GIVEN PROBLEM ▸
Could you copy every one of the lines below character for character, leaving the pictures out?

ENTRIES SUPPLIED ▸
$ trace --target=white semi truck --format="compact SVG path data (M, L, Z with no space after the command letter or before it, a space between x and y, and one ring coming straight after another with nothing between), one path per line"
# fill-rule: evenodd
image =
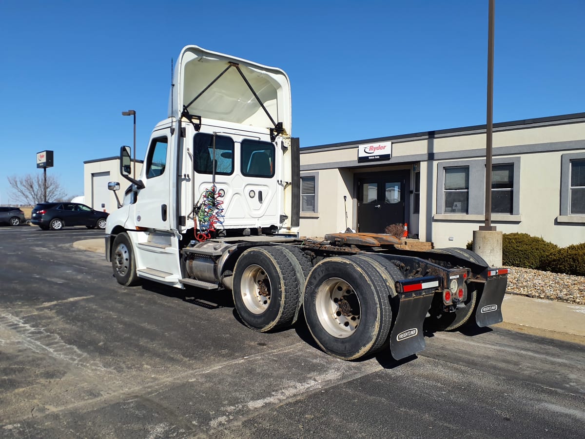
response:
M356 359L422 350L423 326L502 320L507 270L464 249L401 250L374 234L298 238L298 139L280 69L188 46L168 116L154 127L139 177L108 218L106 258L118 282L230 290L244 323L285 328L304 313L327 353ZM118 182L109 187L116 190Z

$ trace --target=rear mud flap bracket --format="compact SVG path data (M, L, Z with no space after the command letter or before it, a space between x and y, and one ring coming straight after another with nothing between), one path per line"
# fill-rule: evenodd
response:
M480 299L476 310L476 323L480 328L494 325L503 321L502 302L506 293L508 276L490 277L480 287Z
M394 298L398 301L398 314L390 332L390 351L395 359L404 358L425 348L422 324L439 280L437 277L424 280L426 282L423 284L431 284L430 287L418 291L399 292ZM397 282L397 286L399 286L399 283ZM407 286L404 286L408 289Z

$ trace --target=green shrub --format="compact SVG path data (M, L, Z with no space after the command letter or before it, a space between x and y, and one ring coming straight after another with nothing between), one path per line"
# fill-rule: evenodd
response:
M543 270L585 276L585 242L557 249L541 262Z
M397 238L402 238L404 233L404 225L401 222L387 225L384 231L388 235L393 235Z
M502 262L512 267L539 269L548 255L558 249L556 244L526 233L504 234Z

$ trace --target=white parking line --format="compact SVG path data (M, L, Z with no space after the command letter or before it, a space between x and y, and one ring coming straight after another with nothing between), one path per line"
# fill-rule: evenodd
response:
M77 239L78 238L99 238L101 236L102 237L103 237L103 235L71 235L71 236L73 236L75 239ZM63 236L59 236L58 235L53 235L53 236L51 236L50 235L49 235L44 236L33 237L33 238L28 238L28 237L23 238L22 238L22 241L32 241L33 239L54 239L54 238L63 238Z

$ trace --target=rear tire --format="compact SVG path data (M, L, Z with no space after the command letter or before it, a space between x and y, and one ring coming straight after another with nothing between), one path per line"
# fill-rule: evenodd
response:
M392 323L384 279L359 258L334 256L313 267L304 309L315 341L330 355L355 360L381 349Z
M309 257L301 249L294 245L283 245L279 246L278 249L282 250L286 255L288 260L292 264L295 272L297 274L297 279L299 288L298 305L297 306L297 310L295 312L294 319L292 323L297 321L298 315L302 306L302 301L305 296L305 284L307 283L307 278L309 276L309 273L313 268L313 265L311 262Z
M113 240L111 259L113 275L119 284L131 287L140 283L132 245L126 233L121 233Z
M49 227L51 230L61 230L64 225L63 220L58 218L53 218L49 223Z
M233 303L246 326L261 332L287 328L298 315L297 272L278 247L245 251L233 269Z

RESPONSE FOR THIS EXERCISE ▸
$ trace --target=white semi truck --format="compact SVG path data (M, L, Z with no space after the command letter or before it, a space between x and y, and one ring coming straight after another with nothing between), one path per line"
# fill-rule: evenodd
image =
response:
M356 359L422 350L423 326L502 320L507 270L464 249L401 250L374 234L298 238L298 139L280 69L188 46L168 116L154 127L139 177L108 218L106 258L118 282L230 290L244 323L285 328L304 313L327 353ZM118 182L109 187L116 190Z

$ trace --target=rear mud flap bracket --format="compact SVG path data (M, L, Z with no space after the command letter or before it, a space between x and y, and one ring coming straight after another with nothing between), one path per line"
# fill-rule: evenodd
response:
M480 299L476 310L476 323L480 328L494 325L503 321L502 302L506 293L508 276L490 277L480 287Z
M394 298L398 301L398 314L390 332L390 351L395 359L404 358L425 348L422 324L439 280L437 277L424 280L426 282L423 284L431 284L430 287L418 291L399 292ZM397 282L397 286L399 286L399 283ZM407 286L404 286L408 289Z

$ trace --target=green shrub --format="compact SVG path data (M, L, Z with no space after the command letter or before it, a space between x and y, and one ring coming straight after another with nothing between), one path per line"
# fill-rule: evenodd
response:
M543 270L585 276L585 242L557 249L541 262Z
M397 238L402 238L404 233L404 225L401 222L387 225L384 231L388 235L393 235Z
M502 262L512 267L539 269L548 255L558 249L556 244L526 233L504 234Z

$ trace --target=white parking line --format="compact SVG path data (M, L, Z with no space after the command letter or before it, a space between x and y, and one ring coming straight after another with nothing between), one path per line"
# fill-rule: evenodd
response:
M77 239L78 238L99 238L101 236L102 237L103 237L103 235L71 235L71 236L73 236L75 239ZM63 236L59 236L58 235L53 235L53 236L51 236L50 235L49 235L44 236L33 237L33 238L28 238L28 237L23 238L22 238L22 241L32 241L33 239L54 239L54 238L63 238Z

$ trace --target=rear tire --format="compact SVG path data (M, L, Z with no space after the command letter or before it, a space between x and y, and one ring coming straight after another with nothing between), one path per line"
# fill-rule: evenodd
response:
M392 323L384 279L359 258L334 256L313 267L304 309L315 341L330 355L355 360L381 349Z
M309 257L301 249L294 245L283 245L279 246L278 249L282 250L286 255L288 260L292 264L295 272L297 274L297 279L299 288L298 305L297 306L297 310L295 312L294 319L292 323L297 321L298 315L302 306L302 301L305 296L305 284L307 283L307 278L309 276L309 273L313 268L313 265L311 262Z
M113 240L111 259L113 275L119 284L131 287L140 283L132 245L126 233L121 233Z
M49 227L51 230L61 230L64 225L63 220L58 218L53 218L49 223Z
M233 303L246 326L261 332L287 328L298 315L297 272L278 247L245 251L233 269Z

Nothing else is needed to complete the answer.